***** DOCUMENT SEGMENT

Sustainability conceptualisation, operationalisation, and realisation – perspectives on urban transportation policy-making and planning

Activity: Academic assessments Pre-examination of doctoral thesis or acting as opponent to doctoral students or membership of doctoral thesis committee or board

Description

Sustainability is a globally prominent guideline in policy-making and
planning, with cities currently leading the way by pursuing sustainability
transitions locally. The urban transportation sector is no exception in this
regard. Urban transportation sustainability (UTS) pursues accessible,
affordable, safe, and just mobility, efficient operations and investments, and
lower levels of emissions, pollution, resource use, and other environmental
impacts. Such a system requires long-term commitment to policies alongside
wide and cooperative collaboration between diverse actors within
municipalities, as well as between their surrounding regions and the national
level.
While sustainability promotes a tri-dimensional approach that addresses
environmental, social, and economic aspects together, local applications have
been found to mostly focus on environmental and efficiency-related issues.

**********
***** ENTRIES PROVIDED

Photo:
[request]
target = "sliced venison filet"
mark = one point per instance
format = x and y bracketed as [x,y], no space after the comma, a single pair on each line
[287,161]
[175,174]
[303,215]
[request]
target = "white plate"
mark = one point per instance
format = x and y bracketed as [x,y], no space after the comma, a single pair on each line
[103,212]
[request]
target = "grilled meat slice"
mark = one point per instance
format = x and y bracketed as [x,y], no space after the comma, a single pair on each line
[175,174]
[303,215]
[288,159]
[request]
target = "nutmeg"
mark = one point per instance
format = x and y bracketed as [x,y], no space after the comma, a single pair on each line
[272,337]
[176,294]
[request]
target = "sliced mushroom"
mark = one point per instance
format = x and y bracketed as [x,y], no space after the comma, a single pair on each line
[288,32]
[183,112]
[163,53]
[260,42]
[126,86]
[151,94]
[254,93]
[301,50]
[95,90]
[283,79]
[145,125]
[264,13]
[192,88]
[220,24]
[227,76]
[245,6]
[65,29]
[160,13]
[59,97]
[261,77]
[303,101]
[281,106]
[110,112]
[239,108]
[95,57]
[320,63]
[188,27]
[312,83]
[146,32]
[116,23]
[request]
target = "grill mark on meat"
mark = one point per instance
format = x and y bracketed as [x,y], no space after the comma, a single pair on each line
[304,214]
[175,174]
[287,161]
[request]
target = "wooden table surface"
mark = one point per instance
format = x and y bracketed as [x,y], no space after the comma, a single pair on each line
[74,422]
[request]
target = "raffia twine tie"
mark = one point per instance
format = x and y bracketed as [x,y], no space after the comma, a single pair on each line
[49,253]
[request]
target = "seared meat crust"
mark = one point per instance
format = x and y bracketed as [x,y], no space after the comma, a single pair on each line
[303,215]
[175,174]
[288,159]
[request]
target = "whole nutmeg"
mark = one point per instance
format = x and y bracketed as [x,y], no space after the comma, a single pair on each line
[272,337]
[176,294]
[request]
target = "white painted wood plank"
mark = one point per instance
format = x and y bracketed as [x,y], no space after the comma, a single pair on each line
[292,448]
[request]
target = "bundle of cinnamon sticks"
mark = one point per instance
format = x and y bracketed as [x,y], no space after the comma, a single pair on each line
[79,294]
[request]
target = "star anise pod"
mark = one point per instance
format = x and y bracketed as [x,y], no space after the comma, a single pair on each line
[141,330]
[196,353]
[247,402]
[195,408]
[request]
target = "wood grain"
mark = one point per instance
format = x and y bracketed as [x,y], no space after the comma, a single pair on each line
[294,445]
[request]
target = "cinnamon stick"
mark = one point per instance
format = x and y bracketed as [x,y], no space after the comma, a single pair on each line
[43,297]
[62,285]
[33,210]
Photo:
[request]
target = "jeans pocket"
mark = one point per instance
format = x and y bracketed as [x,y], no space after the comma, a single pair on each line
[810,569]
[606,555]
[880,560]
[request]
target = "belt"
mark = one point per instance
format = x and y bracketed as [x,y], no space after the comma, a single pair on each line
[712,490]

**********

OBJECTIVES:
#1 From the text on urban transportation sustainability, copy the passage from "Sustainability is a" up to and including "and efficiency-related issues.".
#2 In the text on urban transportation sustainability, what have local applications been found to mostly focus on?
#3 Decide whether each statement agrees with the text on urban transportation sustainability: (a) Cities are leading the way by pursuing sustainability transitions locally. (b) Local applications have mostly focused on social aspects. (c) A sustainable urban transportation system needs only short-term commitment to policies.

RESPONSE LIST:
#1
Sustainability is a globally prominent guideline in policy-making and
planning, with cities currently leading the way by pursuing sustainability
transitions locally. The urban transportation sector is no exception in this
regard. Urban transportation sustainability (UTS) pursues accessible,
affordable, safe, and just mobility, efficient operations and investments, and
lower levels of emissions, pollution, resource use, and other environmental
impacts. Such a system requires long-term commitment to policies alongside
wide and cooperative collaboration between diverse actors within
municipalities, as well as between their surrounding regions and the national
level.
While sustainability promotes a tri-dimensional approach that addresses
environmental, social, and economic aspects together, local applications have
been found to mostly focus on environmental and efficiency-related issues.

#2 Environmental and efficiency-related issues.

#3
(a) Yes: "with cities currently leading the way by pursuing sustainability transitions locally"
(b) No: "local applications have been found to mostly focus on environmental and efficiency-related issues"
(c) No: "Such a system requires long-term commitment to policies"